WRITTEN PROBLEM A
Answer these questions from the VRF HVAC text:
(i) What does VRF stand for?
(ii) What parts make up the outdoor component of a split-ductless system?
(iii) Where can a VRF interior fan-coil unit be mounted?
WRITTEN PROBLEM B
Please explain, using the VRF HVAC text, why a VRF system gives a 30% savings over most conventionally ducted systems.
WRITTEN PROBLEM C
From the VRF HVAC text, extract word for word the passage starting with "Most people probably" and going on through "the VRF system.".

* BEGIN QUOTED TEXT *

VRF HVAC in Housing Design

VRF HVAC in Housing Design

VRF=Variable Refrigerant Flow HVAC (Heating, Ventilating & Air-Conditioning) systems.  Rand Soellner, ArCH/NCARB/LHI, Senior Staff Architect of the HOME ARCHITECTS ®, recently took a CEU (Continuing Education Unit) course about VRF systems for HVAC systems in house and building design.

This architectural firm is all about Energy Efficient residential design and is always looking for ways & means to offer their clients improved options for the various systems in their projects.

Most people probably believe that what they see in a hotel room for the wall-mounted HVAC unit is what this is.  It could be, but probably isn’t.  Hotel units are typically Split-Ductless, which is sort of halfway to the VRF system.


VRF HVAC in Housing Design
View of the exterior heat pump/compressor of a VRF system.
Image courtesy of Mitsubishi Heavy Industries, Ltd..
Click on the image above to see this Architect’s Contact Us page.



Designing Houses Using VRF HVAC

There are 3 main HVAC options:

1.  Traditional HVAC Systems
These are usually made up of  an exterior heat pump or compressor and an interior AHU (Air Handling Unit) and has hundreds of feet of ductwork connected to the AHU to distribute air through your house.

2.  Split-Ductless Systems
The main HVAC components reside in a separate housing, although they can be in the same unit, as in a hotel room “package unit”.  There is an outdoor component with the compressor, condensor, fan, heat exchanger & electronics.  There is an interior element which has a heat exchange coil, air filter, signal receiver and fan.  The exterior and interior parts are connected with wiring and refrigerant piping.  This system, while running is really all-on or all-off at one speed, even though the interior control gives the illusion of different levels, mainly due to fan settings.

3.  VRF Systems
VRF is a flexible option to the 2 other traditional HVAC systems.  This type of system typically has 2 distinct parts: an exterior heat pump or compressor, which is often ground-mounted, chilling the refrigerant, then an interior fan-coil unit that can be mounted above a ceiling, under a floor, sitting on a floor in the space, or wall-mounted.  These units are typically very quiet in operation, because the noisier component is outside on the ground.  The VRF system is able to control the flow of refrigerant variably, adjusting that flow to where and when various interior units in the system call for it.  This provides better zone control and a more efficient operation.  Also, because there are no ducts, there is a 30% savings over most conventionally ducted HVAC systems, that normally is wasted heating and cooling the ducts themselves, while transporting the conditioned air.  VRF sends a variable flow of refrigerant through its insulated piping to the various interior fan-coil units, rather than pushing large quantities of air through ducts.

VRF HVAC in Housing Design
View of a ceiling-mount VRF interior fan-coil unit.

* END QUOTED TEXT *
* BEGIN STORED ROWS *

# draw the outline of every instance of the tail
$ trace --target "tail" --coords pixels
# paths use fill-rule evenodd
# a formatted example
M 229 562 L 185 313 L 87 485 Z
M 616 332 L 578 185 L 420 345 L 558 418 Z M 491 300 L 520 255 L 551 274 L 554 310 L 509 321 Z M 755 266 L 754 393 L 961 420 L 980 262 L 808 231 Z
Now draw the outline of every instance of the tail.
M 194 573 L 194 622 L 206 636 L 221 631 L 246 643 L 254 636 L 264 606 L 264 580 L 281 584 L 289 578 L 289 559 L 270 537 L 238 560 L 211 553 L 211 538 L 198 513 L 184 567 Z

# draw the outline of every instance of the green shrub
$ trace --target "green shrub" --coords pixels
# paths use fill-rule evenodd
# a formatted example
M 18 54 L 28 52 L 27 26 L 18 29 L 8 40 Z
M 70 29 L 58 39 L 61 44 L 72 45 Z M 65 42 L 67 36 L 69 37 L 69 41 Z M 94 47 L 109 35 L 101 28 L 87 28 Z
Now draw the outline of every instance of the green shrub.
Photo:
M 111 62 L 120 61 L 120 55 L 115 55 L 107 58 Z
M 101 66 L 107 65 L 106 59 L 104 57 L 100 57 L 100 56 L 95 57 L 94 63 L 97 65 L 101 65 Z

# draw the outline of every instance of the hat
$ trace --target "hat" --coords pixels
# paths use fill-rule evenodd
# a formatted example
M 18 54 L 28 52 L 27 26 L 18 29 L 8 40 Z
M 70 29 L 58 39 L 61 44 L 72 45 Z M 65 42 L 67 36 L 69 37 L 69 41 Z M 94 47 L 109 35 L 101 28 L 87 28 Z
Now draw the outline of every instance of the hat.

* END STORED ROWS *

PROBLEM SOLUTION A
(i) Variable Refrigerant Flow.
(ii) The compressor, condensor, fan, heat exchanger and electronics.
(iii) Above a ceiling, under a floor, sitting on a floor in the space, or on a wall.

PROBLEM SOLUTION B
A VRF system has no ducts. Conventional systems normally waste that 30% heating and cooling the ducts themselves while they carry the conditioned air. VRF instead sends a variable flow of refrigerant through insulated piping to the interior fan-coil units.

PROBLEM SOLUTION C
Most people probably believe that what they see in a hotel room for the wall-mounted HVAC unit is what this is.  It could be, but probably isn’t.  Hotel units are typically Split-Ductless, which is sort of halfway to the VRF system.